> _Consigne a_
Pouvez-vous condenser sous forme de liste le paragraphe du texte sur le vote pour l'ANC qui commence par « Ce que j'ai compris d'abord », en conservant ses faits principaux ?

> _Texte retenu_
+ + +
Mais pourquoi votent-ils pour l’ANC ?

Depuis 1994, l’ANC (African National Congress) domine sans conteste la vie politique sud-africaine. Pourtant, les élections locales, dont les résultats définitifs sont en attente, semblent pouvoir ébranler cette suprématie : si, à l’échelle nationale, l’ANC serait toujours majoritaire, de grandes villes voient l’opposition (les partis DA et EFF) obtenir des scores inédits au détriment de l’ANC. Ma première réaction était de m’en réjouir car, dans mon esprit européen, parti hégémonique = démocratie en danger. Ajoutez « Afrique » dans l’énoncé, et Paf ! on a tôt fait de penser campagnes manipulées, trucage des élections, népotisme et tout le tralala. Alors je mets ces syllogismes en veilleuse, et j’essaie de comprendre.

La position hégémonique de l’ANC a de quoi surprendre quand, comme moi, on est arrivé depuis peu dans ce pays. Traînant des luttes internes, un bilan vraiment pas à la hauteur de ses promesses et de nombreux scandales de corruption, l’ANC ne fait pas franchement rêver. Pourtant, la majorité des électeurs vote ANC. Depuis 1994, et encore hier pour les élections locales.

Quand une voisine me disait amusée, il y a quelques jours : « Je ne sais même pas pour qui je vais voter mercredi ! » elle ne me disait pas qu’elle hésitait entre les candidats, non. Elle disait qu’elle n’avait pas regardé qui représentait l’ANC dans son secteur. Pour elle, comme pour beaucoup de mes voisins à Soweto, la question ne se pose même pas. Voter, c’est voter ANC.

Ce que j’ai compris d’abord, c’est qu’en Afrique du Sud, on vote pour un parti et non pour un candidat. Ainsi Thabo Mbeki, que les électeurs avaient porté à la présidence en 1999, à la suite de Mandela, et à nouveau en 2004, a dû démissionner en 2008 parce qu’il était désavoué par son parti. Dans leurs discours, mes voisins distinguent le parti des personnes qui y ont des responsabilités. Ils soutiennent le premier et dénoncent les agissements des seconds. Ils votent ANC et espèrent voir partir Jacob Zuma.
+ + +
[Enregistrements de placement de points]
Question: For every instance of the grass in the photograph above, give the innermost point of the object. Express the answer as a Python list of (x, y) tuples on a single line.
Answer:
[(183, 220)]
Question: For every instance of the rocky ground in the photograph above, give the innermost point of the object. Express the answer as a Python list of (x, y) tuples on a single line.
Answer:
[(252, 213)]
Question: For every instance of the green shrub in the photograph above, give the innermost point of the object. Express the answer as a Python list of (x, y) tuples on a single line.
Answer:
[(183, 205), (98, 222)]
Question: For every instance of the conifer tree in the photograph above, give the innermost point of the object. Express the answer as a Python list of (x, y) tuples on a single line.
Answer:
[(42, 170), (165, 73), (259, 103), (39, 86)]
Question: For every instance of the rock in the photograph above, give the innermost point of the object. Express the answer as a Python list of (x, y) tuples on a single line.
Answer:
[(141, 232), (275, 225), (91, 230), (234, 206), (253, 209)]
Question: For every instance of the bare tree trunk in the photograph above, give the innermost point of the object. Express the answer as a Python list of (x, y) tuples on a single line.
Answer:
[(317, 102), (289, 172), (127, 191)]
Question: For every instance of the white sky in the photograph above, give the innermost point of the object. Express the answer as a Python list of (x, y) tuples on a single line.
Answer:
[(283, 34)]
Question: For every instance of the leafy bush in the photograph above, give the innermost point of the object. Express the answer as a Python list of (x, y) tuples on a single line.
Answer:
+ + +
> _Consigne b_
Pouvez-vous reproduire à l'identique la partie des enregistrements qui s'ouvre sur la ligne contenant « Question: For every instance of the rock in » et se poursuit jusqu'à la fin des enregistrements, ces deux bornes comprises ?

> _Réponse complète a_
- En Afrique du Sud, on vote pour un parti et non pour un candidat.
- Élu président en 1999 après Mandela, puis réélu en 2004, Thabo Mbeki a dû démissionner en 2008, désavoué par son parti.
- Les voisins évoqués distinguent le parti des personnes qui y exercent des responsabilités : ils soutiennent le premier et dénoncent les agissements des secondes.
- Ils votent ANC tout en espérant le départ de Jacob Zuma.

> _Réponse complète b_
Question: For every instance of the rock in the photograph above, give the innermost point of the object. Express the answer as a Python list of (x, y) tuples on a single line.
Answer:
[(141, 232), (275, 225), (91, 230), (234, 206), (253, 209)]
Question: For every instance of the bare tree trunk in the photograph above, give the innermost point of the object. Express the answer as a Python list of (x, y) tuples on a single line.
Answer:
[(317, 102), (289, 172), (127, 191)]
Question: For every instance of the white sky in the photograph above, give the innermost point of the object. Express the answer as a Python list of (x, y) tuples on a single line.
Answer:
[(283, 34)]
Question: For every instance of the leafy bush in the photograph above, give the innermost point of the object. Express the answer as a Python list of (x, y) tuples on a single line.
Answer:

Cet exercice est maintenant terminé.